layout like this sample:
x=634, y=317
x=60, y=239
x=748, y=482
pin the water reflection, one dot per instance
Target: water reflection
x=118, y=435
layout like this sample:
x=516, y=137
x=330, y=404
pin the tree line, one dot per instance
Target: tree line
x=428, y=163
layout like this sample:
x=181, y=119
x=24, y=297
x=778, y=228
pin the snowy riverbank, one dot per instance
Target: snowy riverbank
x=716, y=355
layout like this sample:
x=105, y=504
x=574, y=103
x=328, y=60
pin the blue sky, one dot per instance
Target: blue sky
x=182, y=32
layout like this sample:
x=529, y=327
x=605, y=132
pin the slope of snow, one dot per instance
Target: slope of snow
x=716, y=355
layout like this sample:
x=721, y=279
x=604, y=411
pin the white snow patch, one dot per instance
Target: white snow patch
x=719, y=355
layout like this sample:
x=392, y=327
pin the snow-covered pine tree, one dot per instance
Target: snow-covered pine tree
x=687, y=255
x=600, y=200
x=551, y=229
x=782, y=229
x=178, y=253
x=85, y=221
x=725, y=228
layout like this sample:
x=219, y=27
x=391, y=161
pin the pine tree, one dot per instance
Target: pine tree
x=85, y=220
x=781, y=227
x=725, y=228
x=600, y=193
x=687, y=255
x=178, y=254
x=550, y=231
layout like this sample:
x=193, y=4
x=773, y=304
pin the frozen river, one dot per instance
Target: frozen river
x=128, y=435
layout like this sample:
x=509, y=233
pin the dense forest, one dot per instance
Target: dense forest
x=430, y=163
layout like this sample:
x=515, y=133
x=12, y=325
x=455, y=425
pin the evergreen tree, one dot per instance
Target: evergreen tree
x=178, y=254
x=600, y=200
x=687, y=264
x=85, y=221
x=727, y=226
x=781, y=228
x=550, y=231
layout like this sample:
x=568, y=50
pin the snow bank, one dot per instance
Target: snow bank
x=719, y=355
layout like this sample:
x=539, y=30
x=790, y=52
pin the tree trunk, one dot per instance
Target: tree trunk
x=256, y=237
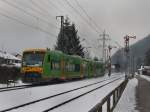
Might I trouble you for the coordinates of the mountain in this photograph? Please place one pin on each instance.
(137, 51)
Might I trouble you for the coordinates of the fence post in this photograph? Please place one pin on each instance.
(108, 104)
(99, 109)
(114, 98)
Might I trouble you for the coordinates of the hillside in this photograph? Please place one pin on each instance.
(137, 50)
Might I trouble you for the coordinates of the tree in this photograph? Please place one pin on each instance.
(68, 41)
(95, 58)
(147, 58)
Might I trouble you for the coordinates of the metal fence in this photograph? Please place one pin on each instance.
(111, 99)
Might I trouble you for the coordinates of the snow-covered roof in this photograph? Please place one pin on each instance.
(8, 56)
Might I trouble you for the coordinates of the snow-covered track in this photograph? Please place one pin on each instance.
(63, 93)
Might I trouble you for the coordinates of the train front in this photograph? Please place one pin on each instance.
(32, 62)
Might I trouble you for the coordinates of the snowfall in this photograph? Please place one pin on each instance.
(126, 103)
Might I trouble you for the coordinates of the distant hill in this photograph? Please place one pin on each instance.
(137, 50)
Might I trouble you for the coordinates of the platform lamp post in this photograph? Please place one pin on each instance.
(127, 54)
(109, 58)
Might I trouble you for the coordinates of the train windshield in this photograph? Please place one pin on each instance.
(33, 58)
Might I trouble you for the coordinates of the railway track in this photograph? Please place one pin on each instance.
(4, 89)
(66, 92)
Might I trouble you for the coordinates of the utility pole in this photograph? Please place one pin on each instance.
(126, 40)
(104, 39)
(62, 24)
(109, 58)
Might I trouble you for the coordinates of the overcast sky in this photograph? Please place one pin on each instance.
(32, 23)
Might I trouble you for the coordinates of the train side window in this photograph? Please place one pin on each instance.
(49, 58)
(55, 65)
(77, 67)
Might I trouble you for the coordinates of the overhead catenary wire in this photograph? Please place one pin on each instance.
(88, 16)
(37, 11)
(81, 16)
(28, 25)
(28, 13)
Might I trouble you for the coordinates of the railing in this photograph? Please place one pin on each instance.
(111, 99)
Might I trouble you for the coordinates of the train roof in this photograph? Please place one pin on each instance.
(31, 50)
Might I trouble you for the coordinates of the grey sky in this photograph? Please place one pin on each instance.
(118, 17)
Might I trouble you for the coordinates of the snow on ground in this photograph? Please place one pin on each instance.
(18, 83)
(145, 77)
(41, 106)
(127, 102)
(13, 98)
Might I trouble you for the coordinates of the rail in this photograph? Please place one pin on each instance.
(111, 99)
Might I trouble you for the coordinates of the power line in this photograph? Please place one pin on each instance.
(39, 7)
(85, 12)
(81, 16)
(28, 13)
(33, 27)
(38, 11)
(54, 5)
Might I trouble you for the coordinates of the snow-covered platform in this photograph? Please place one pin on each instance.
(82, 104)
(136, 96)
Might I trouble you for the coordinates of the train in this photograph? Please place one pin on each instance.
(39, 65)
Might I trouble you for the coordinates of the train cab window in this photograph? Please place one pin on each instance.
(77, 67)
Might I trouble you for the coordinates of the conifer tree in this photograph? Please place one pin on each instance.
(68, 41)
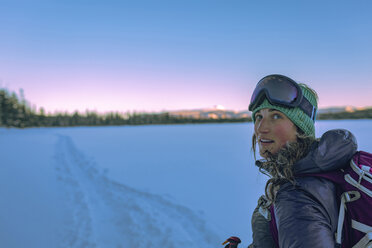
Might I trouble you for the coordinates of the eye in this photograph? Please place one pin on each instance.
(277, 116)
(258, 117)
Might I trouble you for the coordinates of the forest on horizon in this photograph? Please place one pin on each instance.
(15, 111)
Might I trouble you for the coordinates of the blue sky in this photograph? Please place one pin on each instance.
(167, 55)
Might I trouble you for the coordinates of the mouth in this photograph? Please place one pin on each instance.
(266, 141)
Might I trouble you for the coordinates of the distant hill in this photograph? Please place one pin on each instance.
(216, 113)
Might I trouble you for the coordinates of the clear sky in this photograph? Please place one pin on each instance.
(158, 55)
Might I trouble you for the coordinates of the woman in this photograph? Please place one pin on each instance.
(306, 208)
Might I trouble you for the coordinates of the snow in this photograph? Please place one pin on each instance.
(133, 186)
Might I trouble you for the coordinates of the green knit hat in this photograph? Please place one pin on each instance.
(296, 115)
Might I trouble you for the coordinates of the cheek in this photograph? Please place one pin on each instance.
(285, 132)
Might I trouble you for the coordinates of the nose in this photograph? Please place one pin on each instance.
(262, 126)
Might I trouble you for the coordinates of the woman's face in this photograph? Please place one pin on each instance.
(273, 130)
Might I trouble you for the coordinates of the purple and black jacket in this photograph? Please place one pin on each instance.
(307, 213)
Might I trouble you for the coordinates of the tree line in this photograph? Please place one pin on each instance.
(15, 111)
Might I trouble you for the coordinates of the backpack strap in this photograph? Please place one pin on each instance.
(365, 242)
(345, 197)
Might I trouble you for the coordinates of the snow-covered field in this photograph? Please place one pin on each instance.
(141, 186)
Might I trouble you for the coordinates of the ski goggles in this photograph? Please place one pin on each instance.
(283, 91)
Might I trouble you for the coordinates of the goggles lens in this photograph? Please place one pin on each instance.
(278, 89)
(281, 90)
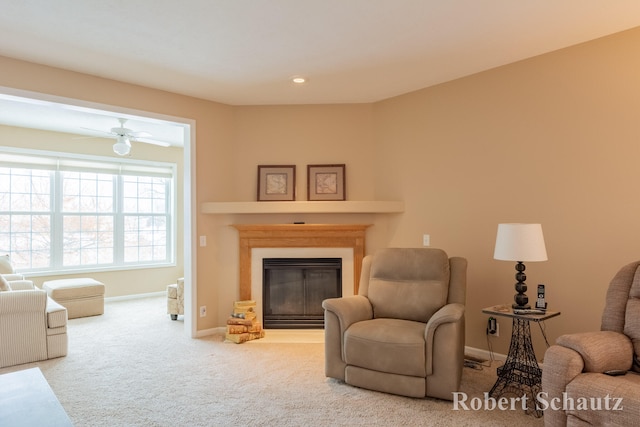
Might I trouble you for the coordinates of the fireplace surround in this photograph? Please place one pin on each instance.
(258, 241)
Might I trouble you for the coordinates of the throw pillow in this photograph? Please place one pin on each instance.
(5, 265)
(4, 285)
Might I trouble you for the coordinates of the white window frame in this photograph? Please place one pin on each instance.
(57, 162)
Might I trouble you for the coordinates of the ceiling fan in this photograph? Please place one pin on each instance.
(124, 136)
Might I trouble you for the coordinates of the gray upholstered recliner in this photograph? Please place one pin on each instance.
(575, 390)
(404, 331)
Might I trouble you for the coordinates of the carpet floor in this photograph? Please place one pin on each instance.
(133, 366)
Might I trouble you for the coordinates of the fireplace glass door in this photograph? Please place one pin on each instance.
(294, 289)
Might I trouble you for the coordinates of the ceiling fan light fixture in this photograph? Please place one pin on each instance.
(122, 147)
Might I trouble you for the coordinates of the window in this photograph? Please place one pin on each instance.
(82, 213)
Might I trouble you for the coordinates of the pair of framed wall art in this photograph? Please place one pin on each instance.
(278, 182)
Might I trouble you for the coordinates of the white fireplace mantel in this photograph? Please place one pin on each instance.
(347, 206)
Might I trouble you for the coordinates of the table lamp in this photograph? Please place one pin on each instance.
(520, 243)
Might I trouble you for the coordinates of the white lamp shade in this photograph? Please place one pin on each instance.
(520, 242)
(122, 147)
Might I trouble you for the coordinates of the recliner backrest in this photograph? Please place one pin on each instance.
(408, 283)
(622, 308)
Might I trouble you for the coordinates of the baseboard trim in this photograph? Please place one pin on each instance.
(484, 354)
(136, 296)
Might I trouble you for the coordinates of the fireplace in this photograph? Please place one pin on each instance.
(260, 241)
(294, 288)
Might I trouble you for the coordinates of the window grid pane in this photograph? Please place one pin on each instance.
(88, 240)
(86, 211)
(145, 238)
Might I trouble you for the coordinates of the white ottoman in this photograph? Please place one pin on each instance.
(81, 297)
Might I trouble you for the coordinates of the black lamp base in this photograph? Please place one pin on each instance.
(521, 299)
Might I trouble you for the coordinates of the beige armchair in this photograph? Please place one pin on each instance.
(574, 366)
(404, 331)
(33, 327)
(175, 299)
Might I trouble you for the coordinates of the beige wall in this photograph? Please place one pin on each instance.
(123, 282)
(553, 139)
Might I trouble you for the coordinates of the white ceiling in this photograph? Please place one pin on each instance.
(243, 52)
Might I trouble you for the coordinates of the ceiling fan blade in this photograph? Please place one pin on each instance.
(141, 134)
(97, 130)
(153, 142)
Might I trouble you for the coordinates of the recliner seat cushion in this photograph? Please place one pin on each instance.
(601, 388)
(387, 345)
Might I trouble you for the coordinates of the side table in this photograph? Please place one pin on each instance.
(520, 375)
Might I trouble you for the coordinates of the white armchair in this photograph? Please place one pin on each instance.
(33, 327)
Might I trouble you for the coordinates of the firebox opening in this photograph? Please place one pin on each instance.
(294, 288)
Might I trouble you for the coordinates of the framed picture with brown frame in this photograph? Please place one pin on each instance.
(276, 183)
(326, 182)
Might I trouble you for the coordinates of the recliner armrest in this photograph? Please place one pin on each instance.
(601, 351)
(12, 276)
(21, 285)
(450, 313)
(349, 310)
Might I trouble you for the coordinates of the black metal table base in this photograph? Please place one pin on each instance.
(520, 376)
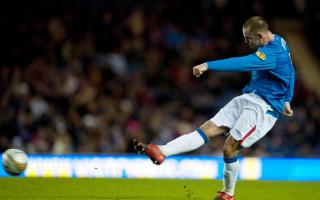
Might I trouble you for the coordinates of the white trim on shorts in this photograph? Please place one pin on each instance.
(247, 117)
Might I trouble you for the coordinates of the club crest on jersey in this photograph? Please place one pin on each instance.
(261, 55)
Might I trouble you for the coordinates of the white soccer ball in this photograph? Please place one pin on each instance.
(14, 161)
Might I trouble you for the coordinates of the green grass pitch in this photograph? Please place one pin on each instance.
(140, 189)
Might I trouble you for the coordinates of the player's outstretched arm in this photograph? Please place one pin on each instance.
(199, 69)
(287, 110)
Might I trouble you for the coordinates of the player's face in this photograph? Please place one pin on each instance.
(253, 40)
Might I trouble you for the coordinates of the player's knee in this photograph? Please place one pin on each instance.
(230, 148)
(211, 130)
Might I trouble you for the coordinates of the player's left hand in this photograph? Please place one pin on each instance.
(287, 110)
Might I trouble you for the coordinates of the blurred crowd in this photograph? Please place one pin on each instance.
(80, 77)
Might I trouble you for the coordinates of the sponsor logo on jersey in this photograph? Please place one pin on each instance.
(261, 55)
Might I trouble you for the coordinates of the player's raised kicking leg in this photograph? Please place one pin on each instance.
(182, 144)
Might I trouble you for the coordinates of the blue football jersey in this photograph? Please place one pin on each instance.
(272, 72)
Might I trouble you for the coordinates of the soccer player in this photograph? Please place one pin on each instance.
(248, 117)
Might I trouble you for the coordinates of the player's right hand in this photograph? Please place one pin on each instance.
(287, 110)
(199, 69)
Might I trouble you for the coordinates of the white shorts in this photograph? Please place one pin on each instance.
(247, 117)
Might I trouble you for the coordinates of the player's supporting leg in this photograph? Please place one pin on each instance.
(182, 144)
(231, 168)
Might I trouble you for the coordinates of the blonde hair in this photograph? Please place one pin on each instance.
(256, 24)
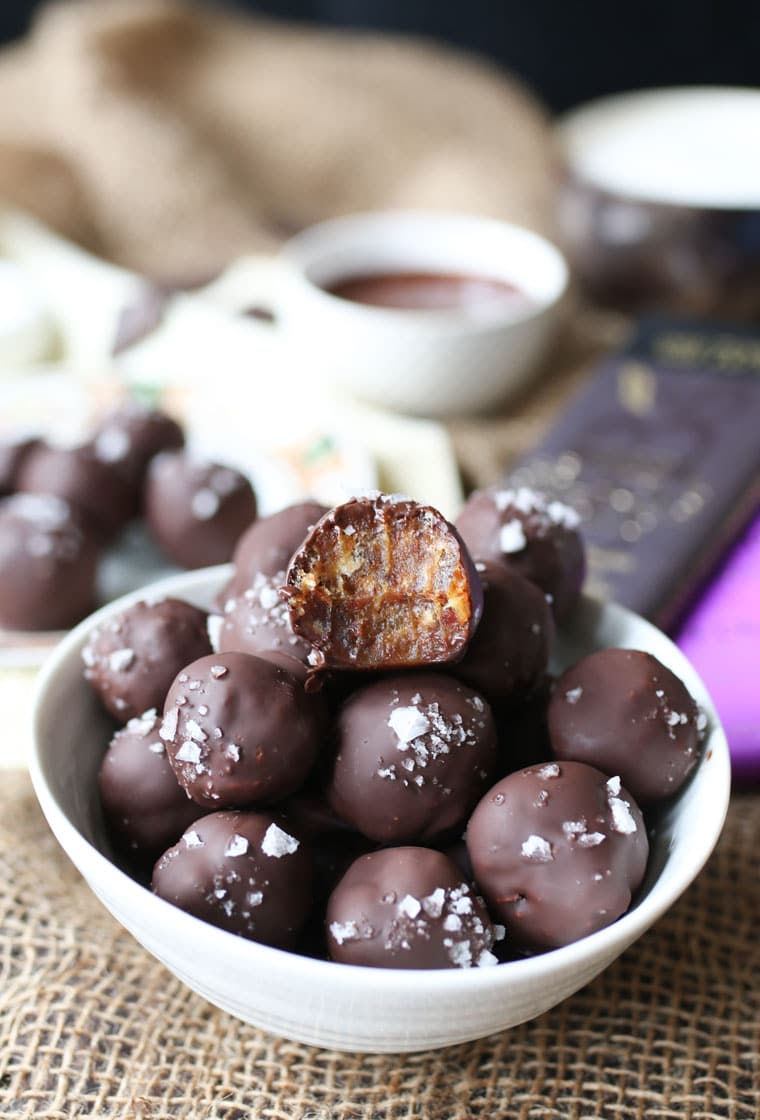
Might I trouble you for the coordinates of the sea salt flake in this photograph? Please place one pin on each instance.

## EXERCISE
Render the lines above, from the very first line through the line containing "x=256, y=237" (both included), as a Markdown table with the columns Row and Line. Give each row its number and leave out any blank lines.

## TASK ANSWER
| Row | Line |
|---|---|
| 1 | layout like this sample: |
| 2 | x=634, y=317 |
| 3 | x=60, y=239 |
| 4 | x=748, y=482 |
| 5 | pin the water reflection, one dot per instance |
| 6 | Target: water reflection |
| 7 | x=118, y=435 |
| 8 | layout like this sample: |
| 9 | x=516, y=137 |
| 10 | x=330, y=404 |
| 11 | pin the tree line, one dot per instance |
| 12 | Target: tree line |
| 13 | x=428, y=163 |
| 14 | layout like this sample: |
| 15 | x=181, y=119 |
| 16 | x=24, y=297 |
| 17 | x=778, y=228 |
| 18 | pin the snowy riverbank, one dot per instance |
| 19 | Target: snowy riverbank |
| 20 | x=716, y=355 |
| 21 | layout like this sample: |
| 22 | x=105, y=504 |
| 23 | x=574, y=103 |
| 24 | x=328, y=60 |
| 25 | pin the blue sky, one dot per instance |
| 26 | Target: blue sky |
| 27 | x=182, y=32 |
| 28 | layout like this sample: |
| 29 | x=529, y=327 |
| 30 | x=605, y=132 |
| 31 | pin the slope of snow, one dot per instance |
| 32 | Target: slope of snow |
| 33 | x=716, y=355 |
| 34 | layout like this sample: |
| 35 | x=721, y=279 |
| 36 | x=604, y=411 |
| 37 | pin the white snow patch, one dot per instance |
| 38 | Target: white snow patch |
| 39 | x=719, y=355 |
| 40 | layout like this sample: |
| 41 | x=392, y=327 |
| 42 | pin the snow-covered pine tree, one dot per instance |
| 43 | Target: snow-covered pine tree |
| 44 | x=687, y=255 |
| 45 | x=600, y=200 |
| 46 | x=551, y=229 |
| 47 | x=782, y=229 |
| 48 | x=178, y=253 |
| 49 | x=85, y=221 |
| 50 | x=725, y=228 |
| 51 | layout like this sample: |
| 52 | x=219, y=27 |
| 53 | x=391, y=161 |
| 54 | pin the pine tree, one dot per instance |
| 55 | Target: pine tree |
| 56 | x=85, y=220 |
| 57 | x=781, y=227 |
| 58 | x=725, y=228 |
| 59 | x=600, y=193 |
| 60 | x=687, y=255 |
| 61 | x=178, y=254 |
| 62 | x=550, y=231 |
| 63 | layout like this sample: |
| 64 | x=193, y=4 |
| 65 | x=773, y=304 |
| 66 | pin the frozen river, one dot per instance |
| 67 | Target: frozen river |
| 68 | x=128, y=435 |
| 69 | layout like this sample: |
| 70 | x=509, y=233 |
| 71 | pin the dense forest, one dot per instance |
| 72 | Target: dense forest |
| 73 | x=430, y=163 |
| 74 | layout like this sample: |
| 75 | x=515, y=133 |
| 76 | x=12, y=325 |
| 77 | x=455, y=425 |
| 78 | pin the evergreen tree, one dot per instance |
| 79 | Target: evergreen tree |
| 80 | x=178, y=254 |
| 81 | x=600, y=200 |
| 82 | x=687, y=264 |
| 83 | x=85, y=221 |
| 84 | x=727, y=226 |
| 85 | x=781, y=228 |
| 86 | x=550, y=231 |
| 87 | layout like this sample: |
| 88 | x=568, y=50 |
| 89 | pin the snow bank, one dot per instance |
| 90 | Target: snow bank |
| 91 | x=719, y=355 |
| 92 | layout like this sample: |
| 93 | x=539, y=30 |
| 94 | x=790, y=52 |
| 95 | pin the tree trunk, one dot per instance |
| 96 | Target: tree trunk |
| 97 | x=256, y=237 |